Personally, I find dogs and cats equally wonderful—dogs because they look at you like you’re the centre of the universe, and cats because they don’t.

Four years ago I adopted a stray Labrador called Sheldon. He’s both intelligent and socially inept, just like his namesake on The Big Bang Theory. Hide a treat in his vicinity, and there is no puzzle toy, bag or piece of furniture he won’t work his way through to get to it. Take him on a new walking route and he’ll remember it perfectly for next time.

IMG_3080Sheldon has a few issues, of course—shopping trolleys, dogs on leads and motorbikes are creatures deserving extreme suspicion. Hats are inappropriate attire no matter the occasion and sock-wearing feet are too delicious to pass up.

As for my writing, well, Sheldon plays a key part. He’s my early morning alarm clock by way of a wet nose on the cheek and some exuberant pouncing on the bed. We’re generally on the pavement by the time dawn hits the nearby mountains.

There’s plenty of info out there about how going for a walk is excellent for creativity. I’m a big adherent, and even more so for a dawn walk. Photographers call this time the magic hour. It’s when the air is crisper, the birds louder, the colours and scents more vibrant. By the time we’re back home, I’m buzzing with ideas and ready for a decent writing session. Sheldon will generally wedge himself under the chair or beside the window in preparation for some serious napping.

After about an hour, I’m reminded that it’s time for breakfast by way of a paw on my leg and soulful, sad eyes. I’ll take advantage of the offered break, feed us both, and then it’s back to work—me writing, him napping and giving me the occasional nudge for a pat.

Multiple studies in the past few years have shown that patting and talking to dogs results in lower blood pressure. As a writer who spends way too much time worrying, my being able to give my pup a good rub is cheap therapy. I have a habit of talking to myself while writing, too, and Sheldon offers great advice by way of a grumble or snore. Coffee breaks are admittedly a time when I come up with ridiculous names for him, like ‘Magical Mister Gruff’ or ‘Sleepy Bun Bun’. I slide back to the desk afterwards feeling a bit better about life.

::::::::::

- Assignment -
Rewrite the paragraph of the text about the dog Sheldon that begins "There's plenty of info out there" as a short bulleted list, keeping its main facts. Rely only on the text about the dog Sheldon.

::::::::::

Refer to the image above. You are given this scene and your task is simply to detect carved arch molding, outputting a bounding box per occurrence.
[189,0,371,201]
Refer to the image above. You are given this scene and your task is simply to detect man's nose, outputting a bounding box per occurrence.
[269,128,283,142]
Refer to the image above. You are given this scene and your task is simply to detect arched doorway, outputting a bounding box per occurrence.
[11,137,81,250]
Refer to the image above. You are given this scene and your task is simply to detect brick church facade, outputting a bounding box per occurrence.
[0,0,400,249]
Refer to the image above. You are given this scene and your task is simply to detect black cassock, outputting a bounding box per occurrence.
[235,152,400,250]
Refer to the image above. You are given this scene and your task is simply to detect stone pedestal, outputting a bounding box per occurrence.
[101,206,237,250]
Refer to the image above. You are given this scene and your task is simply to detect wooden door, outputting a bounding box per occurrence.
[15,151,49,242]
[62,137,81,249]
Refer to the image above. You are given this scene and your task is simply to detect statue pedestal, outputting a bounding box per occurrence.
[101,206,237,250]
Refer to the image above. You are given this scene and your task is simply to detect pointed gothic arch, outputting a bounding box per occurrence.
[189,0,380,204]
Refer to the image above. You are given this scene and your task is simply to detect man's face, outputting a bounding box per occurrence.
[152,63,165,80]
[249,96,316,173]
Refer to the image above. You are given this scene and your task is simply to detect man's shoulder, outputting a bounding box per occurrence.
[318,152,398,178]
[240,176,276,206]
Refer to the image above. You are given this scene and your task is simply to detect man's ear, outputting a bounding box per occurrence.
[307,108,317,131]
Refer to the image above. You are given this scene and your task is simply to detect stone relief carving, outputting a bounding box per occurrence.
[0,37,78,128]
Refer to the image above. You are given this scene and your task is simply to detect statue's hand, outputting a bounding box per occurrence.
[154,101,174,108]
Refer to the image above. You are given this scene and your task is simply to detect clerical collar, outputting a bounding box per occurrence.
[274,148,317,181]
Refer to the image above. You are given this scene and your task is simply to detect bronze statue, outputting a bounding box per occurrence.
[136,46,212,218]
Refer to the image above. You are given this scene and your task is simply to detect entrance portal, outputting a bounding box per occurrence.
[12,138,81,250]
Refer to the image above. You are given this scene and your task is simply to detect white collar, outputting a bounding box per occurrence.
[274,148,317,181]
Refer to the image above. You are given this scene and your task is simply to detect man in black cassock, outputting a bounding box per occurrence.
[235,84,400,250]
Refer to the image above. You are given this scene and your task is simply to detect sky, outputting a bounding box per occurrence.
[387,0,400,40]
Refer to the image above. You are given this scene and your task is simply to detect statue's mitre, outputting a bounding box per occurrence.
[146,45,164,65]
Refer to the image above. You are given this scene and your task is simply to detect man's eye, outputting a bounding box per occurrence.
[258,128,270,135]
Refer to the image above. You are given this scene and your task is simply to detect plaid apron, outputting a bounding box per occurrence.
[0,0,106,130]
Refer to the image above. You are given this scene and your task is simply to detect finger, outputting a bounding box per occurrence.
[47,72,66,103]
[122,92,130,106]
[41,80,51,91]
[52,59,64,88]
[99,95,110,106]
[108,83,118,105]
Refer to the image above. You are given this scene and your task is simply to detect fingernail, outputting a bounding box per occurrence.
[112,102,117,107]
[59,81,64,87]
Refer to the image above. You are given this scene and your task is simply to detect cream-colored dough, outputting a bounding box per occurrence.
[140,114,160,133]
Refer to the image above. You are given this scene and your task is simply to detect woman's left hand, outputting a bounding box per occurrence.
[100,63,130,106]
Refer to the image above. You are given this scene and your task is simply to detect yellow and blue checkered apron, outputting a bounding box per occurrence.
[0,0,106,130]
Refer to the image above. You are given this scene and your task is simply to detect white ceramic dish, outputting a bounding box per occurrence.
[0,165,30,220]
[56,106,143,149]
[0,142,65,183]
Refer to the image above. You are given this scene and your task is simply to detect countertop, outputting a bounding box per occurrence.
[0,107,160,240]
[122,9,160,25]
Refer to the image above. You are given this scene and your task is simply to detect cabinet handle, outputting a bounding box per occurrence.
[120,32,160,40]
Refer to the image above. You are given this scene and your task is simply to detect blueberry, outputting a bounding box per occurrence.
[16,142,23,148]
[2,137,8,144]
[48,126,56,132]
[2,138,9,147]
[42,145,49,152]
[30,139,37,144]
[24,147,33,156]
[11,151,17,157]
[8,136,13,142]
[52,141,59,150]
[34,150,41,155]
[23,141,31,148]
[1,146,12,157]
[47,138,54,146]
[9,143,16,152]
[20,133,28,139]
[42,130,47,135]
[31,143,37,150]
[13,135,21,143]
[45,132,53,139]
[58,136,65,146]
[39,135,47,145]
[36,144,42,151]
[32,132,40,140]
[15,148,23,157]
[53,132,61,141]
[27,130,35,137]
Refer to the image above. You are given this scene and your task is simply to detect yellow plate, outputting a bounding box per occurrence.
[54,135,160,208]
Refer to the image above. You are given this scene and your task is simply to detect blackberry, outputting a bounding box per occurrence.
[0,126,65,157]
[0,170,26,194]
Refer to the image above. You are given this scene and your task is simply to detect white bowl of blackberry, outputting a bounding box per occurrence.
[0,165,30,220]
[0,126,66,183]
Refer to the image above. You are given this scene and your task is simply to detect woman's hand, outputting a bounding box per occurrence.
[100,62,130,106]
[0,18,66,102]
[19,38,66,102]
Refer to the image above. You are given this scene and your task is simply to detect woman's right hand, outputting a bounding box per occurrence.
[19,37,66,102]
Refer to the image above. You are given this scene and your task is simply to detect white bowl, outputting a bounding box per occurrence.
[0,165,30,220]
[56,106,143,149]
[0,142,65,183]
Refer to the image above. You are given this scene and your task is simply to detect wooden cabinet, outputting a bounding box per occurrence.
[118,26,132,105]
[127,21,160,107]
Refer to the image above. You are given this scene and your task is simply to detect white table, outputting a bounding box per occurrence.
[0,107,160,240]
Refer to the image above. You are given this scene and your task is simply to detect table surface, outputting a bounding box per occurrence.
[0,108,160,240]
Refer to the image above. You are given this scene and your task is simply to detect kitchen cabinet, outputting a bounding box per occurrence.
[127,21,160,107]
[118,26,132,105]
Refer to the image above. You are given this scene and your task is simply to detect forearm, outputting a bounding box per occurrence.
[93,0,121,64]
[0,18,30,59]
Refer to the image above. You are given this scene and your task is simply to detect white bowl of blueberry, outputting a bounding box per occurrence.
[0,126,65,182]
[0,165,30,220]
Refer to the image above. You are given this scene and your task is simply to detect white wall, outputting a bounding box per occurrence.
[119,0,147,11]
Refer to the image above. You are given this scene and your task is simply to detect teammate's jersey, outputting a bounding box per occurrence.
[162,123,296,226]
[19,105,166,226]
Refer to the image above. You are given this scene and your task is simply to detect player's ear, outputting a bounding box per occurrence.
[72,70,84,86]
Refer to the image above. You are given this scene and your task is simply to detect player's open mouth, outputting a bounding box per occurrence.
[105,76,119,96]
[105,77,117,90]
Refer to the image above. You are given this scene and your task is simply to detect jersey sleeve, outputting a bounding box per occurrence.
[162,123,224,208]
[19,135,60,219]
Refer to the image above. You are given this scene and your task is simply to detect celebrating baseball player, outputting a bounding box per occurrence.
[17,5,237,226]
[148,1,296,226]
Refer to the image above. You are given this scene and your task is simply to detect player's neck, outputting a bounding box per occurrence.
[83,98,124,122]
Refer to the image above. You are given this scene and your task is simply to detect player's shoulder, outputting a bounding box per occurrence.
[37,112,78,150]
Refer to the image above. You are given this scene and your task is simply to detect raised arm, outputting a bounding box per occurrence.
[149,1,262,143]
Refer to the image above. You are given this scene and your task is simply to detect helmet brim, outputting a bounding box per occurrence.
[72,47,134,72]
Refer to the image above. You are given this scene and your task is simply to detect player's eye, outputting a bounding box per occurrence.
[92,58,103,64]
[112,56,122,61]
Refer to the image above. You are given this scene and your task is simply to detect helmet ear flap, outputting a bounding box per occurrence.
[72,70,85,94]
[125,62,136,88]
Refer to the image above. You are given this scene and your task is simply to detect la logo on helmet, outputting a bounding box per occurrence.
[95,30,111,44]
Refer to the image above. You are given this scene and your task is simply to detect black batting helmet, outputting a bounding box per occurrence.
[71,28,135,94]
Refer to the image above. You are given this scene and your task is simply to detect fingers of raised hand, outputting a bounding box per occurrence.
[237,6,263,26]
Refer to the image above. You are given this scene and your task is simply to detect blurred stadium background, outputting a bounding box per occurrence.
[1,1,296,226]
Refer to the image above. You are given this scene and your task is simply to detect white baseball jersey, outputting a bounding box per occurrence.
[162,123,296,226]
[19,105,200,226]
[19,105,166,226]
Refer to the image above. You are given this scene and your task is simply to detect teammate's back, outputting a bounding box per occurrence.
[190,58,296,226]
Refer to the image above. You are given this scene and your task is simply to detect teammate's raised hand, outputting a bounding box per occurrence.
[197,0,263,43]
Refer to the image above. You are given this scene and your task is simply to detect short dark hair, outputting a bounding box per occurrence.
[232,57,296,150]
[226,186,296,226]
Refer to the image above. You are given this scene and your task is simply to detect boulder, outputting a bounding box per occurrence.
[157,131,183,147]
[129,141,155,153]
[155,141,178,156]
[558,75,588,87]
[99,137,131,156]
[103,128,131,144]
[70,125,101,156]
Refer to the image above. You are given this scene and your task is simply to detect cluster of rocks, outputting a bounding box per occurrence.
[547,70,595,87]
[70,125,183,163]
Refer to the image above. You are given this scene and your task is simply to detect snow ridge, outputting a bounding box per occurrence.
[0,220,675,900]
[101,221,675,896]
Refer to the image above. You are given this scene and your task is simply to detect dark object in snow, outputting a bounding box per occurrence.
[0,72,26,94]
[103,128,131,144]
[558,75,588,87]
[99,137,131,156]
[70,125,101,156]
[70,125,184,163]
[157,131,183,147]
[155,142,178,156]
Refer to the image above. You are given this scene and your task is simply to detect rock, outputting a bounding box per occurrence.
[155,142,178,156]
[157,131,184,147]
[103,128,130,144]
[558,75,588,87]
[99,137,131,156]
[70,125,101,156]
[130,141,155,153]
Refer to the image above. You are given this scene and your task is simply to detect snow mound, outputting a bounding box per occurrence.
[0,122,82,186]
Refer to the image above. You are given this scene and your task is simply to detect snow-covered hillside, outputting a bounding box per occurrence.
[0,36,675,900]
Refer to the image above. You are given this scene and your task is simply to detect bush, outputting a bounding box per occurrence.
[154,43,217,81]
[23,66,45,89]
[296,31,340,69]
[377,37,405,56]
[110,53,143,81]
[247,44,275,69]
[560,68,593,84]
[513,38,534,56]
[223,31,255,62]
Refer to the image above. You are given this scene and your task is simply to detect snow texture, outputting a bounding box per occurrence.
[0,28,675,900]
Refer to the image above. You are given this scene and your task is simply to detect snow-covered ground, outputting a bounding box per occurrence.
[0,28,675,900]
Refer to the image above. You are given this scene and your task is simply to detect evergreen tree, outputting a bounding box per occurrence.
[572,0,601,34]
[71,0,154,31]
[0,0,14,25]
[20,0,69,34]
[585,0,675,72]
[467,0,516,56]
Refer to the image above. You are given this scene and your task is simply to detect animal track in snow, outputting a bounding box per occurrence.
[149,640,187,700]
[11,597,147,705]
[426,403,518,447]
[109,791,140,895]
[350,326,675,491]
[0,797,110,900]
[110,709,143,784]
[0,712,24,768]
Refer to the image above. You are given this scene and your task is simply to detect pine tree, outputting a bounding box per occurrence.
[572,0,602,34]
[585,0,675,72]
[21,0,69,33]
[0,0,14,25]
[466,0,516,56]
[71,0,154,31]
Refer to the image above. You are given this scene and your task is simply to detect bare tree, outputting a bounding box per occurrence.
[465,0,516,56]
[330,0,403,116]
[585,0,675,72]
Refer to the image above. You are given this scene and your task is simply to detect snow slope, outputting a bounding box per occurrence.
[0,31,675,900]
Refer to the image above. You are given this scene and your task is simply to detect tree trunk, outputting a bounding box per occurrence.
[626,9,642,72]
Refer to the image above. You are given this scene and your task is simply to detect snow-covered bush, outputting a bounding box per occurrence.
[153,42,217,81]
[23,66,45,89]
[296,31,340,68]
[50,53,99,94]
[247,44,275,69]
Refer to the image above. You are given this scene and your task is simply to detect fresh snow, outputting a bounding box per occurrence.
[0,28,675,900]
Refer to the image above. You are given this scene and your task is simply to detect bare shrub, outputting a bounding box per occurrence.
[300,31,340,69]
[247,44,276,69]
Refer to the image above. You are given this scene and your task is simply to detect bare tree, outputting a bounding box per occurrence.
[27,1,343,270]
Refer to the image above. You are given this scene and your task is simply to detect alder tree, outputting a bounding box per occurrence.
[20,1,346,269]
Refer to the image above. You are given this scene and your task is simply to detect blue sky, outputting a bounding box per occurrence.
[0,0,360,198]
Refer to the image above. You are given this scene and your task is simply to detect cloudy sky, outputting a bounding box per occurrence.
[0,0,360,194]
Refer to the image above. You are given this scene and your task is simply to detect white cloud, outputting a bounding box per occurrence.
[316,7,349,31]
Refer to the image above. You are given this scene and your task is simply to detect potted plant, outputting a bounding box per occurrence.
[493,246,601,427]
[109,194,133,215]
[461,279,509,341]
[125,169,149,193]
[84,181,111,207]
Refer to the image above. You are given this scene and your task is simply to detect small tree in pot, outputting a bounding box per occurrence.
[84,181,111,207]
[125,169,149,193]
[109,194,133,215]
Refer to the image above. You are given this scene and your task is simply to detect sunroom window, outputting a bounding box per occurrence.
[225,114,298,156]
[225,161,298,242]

::::::::::

- Solution -
- Much has been written about walking being good for creativity, and the writer strongly believes it, especially for a walk at dawn.
- Photographers call this time the magic hour: the air is crisper, birds are louder, and colors and scents are more vivid.
- After the walk, the writer comes home full of ideas and ready to write.
- Sheldon usually squeezes under the chair or lies by the window to nap.